● YOUR TASK
Return each entry exactly, so that nothing in the data differs from the original.

● INFORMATION
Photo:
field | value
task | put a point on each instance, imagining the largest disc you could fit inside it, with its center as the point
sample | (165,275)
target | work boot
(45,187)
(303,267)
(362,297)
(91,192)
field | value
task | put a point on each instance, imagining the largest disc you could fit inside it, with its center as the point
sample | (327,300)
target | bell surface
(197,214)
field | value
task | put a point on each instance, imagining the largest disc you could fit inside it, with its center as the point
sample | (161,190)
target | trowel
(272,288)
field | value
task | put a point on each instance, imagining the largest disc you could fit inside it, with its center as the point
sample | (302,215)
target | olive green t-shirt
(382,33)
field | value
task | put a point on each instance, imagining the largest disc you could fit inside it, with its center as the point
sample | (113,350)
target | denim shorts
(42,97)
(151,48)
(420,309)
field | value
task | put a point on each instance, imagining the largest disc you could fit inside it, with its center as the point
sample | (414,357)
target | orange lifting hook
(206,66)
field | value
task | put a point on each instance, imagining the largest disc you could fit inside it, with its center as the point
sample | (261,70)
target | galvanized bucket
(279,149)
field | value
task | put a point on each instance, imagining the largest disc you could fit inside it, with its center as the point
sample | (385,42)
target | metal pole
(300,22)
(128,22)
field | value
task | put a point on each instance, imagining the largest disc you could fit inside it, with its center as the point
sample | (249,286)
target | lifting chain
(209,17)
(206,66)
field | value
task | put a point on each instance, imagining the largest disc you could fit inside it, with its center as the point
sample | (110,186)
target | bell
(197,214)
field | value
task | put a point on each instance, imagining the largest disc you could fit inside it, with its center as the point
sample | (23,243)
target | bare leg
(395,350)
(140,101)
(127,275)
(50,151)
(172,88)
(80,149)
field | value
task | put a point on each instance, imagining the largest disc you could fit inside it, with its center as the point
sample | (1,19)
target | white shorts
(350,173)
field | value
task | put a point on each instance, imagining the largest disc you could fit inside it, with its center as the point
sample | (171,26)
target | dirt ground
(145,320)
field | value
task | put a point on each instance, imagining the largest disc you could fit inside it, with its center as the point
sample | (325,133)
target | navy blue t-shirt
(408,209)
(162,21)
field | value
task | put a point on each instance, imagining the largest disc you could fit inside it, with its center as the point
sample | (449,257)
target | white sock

● EXERCISE ANSWER
Photo:
field | value
task | put a point on each instance, imagining the largest disc you could fit inside it, with its center as the point
sample | (165,275)
target | work boot
(45,187)
(303,267)
(362,297)
(91,192)
field | value
task | put a point on each instance, imagining the largest disc you could fit inside it, with its center as the point
sample | (327,300)
target | bell surface
(197,214)
field | value
task | put a point on each instance, imagining the largest disc you could fit inside it, with its center as the point
sample | (161,190)
target | trowel
(272,288)
field | value
task | put a point on each instance, imagining the largest disc you could fit inside it, with its center as the point
sample | (302,215)
target | olive green t-shirt
(382,33)
field | value
task | put a point on each instance, imagining the largest disc you could fit inside it, with its center as the point
sample | (113,350)
target | denim shorts
(42,97)
(151,48)
(420,309)
field | value
task | put a point on each instance, imagining the largest disc you could fit inside it, with its center as the point
sample | (414,357)
target | orange lifting hook
(206,66)
field | value
task | put a point on each instance, imagining the largest disc you could fit inside it, with its center as the point
sample | (261,70)
target | galvanized bucket
(279,149)
field | value
task | put a point on each instance, imagining the largest disc you could fit inside it, with its center as the point
sample | (385,42)
target | metal pole
(300,22)
(128,22)
field | value
task | put a point on each instance, imagining the largest disc you could fit inside it, with its center as the point
sample | (249,286)
target | lifting chain
(209,17)
(206,66)
field | value
task | put a point on each instance, imagining the largest disc you could fit inside it, with its center as the point
sample | (110,186)
target | bell
(197,214)
field | value
task | put a point on each instance, imagining the largest disc you could fit inside it, with its center as the point
sample | (23,243)
target | bare leg
(395,350)
(140,101)
(127,275)
(50,151)
(172,88)
(80,149)
field | value
task | put a point on each instance, imagining the largest disc you could fit inside it, with its center as the point
sample | (1,19)
target | white shorts
(350,173)
field | value
task | put a point on each instance, imagining the largest disc you could fit inside it, with its center as the point
sample | (171,26)
target | dirt ground
(145,320)
field | value
task | put a point on each instance, imagining the largest disc you could fit inside it, with its center as the point
sample | (325,133)
target | navy blue t-shirt
(408,209)
(162,21)
field | value
task | put a point on each instance, imagining the largest disc you could fit inside it, with its center as the point
sample | (449,257)
target | white sock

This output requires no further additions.